- **STATED TASK**
Which lines in the rows below contain the string "baseball", counting case? Report each of those lines in full.

-- BEGIN PROVIDED RECORDS --

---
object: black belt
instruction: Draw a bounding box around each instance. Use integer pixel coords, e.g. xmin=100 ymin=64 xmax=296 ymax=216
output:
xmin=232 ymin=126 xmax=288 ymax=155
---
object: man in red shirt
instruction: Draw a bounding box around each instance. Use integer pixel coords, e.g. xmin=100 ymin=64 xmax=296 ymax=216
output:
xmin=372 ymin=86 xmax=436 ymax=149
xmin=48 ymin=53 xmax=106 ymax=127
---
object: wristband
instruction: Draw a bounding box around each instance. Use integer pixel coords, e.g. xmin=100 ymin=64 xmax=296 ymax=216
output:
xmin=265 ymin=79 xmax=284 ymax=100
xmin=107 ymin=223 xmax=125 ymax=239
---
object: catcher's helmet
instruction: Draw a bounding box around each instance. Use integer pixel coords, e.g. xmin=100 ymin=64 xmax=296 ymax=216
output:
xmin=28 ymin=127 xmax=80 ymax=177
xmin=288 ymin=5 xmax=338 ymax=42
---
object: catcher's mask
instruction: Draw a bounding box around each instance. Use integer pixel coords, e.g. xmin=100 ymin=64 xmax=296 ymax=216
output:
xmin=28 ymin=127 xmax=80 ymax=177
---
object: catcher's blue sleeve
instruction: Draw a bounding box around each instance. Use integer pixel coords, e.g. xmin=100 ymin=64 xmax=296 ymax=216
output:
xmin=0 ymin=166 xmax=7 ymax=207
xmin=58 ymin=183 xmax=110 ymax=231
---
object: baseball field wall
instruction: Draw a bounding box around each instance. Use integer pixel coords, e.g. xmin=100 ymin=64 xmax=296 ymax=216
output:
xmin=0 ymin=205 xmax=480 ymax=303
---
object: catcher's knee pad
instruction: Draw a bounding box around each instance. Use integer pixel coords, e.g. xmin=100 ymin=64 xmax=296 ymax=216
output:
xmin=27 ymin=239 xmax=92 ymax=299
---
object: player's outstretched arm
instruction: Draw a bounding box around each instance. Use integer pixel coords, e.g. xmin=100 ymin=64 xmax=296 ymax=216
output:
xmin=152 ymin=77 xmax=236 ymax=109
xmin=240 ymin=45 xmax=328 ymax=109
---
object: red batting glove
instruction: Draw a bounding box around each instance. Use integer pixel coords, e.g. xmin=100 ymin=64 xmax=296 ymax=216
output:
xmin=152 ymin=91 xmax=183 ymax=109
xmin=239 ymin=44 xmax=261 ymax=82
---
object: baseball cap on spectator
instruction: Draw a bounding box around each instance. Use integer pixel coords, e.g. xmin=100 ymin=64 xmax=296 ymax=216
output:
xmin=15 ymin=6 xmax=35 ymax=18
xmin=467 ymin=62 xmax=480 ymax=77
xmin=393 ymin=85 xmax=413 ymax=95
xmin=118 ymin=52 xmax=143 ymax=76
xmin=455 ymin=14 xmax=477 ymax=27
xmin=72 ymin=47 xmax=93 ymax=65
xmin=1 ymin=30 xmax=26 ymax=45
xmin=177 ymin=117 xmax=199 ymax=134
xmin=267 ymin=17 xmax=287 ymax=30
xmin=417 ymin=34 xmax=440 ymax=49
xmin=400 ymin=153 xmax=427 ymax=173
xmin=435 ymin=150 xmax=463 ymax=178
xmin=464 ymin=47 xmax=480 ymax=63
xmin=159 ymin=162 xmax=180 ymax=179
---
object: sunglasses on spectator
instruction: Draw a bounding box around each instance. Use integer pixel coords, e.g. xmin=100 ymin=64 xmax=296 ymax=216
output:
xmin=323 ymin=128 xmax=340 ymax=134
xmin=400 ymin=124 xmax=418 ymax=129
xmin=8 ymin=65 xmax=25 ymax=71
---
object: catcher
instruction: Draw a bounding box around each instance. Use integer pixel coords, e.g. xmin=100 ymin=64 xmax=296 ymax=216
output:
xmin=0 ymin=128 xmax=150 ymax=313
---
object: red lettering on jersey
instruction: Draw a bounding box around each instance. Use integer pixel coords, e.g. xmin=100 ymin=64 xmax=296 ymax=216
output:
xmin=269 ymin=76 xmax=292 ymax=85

-- END PROVIDED RECORDS --

- **THE SOLUTION**
object: baseball field wall
object: baseball cap on spectator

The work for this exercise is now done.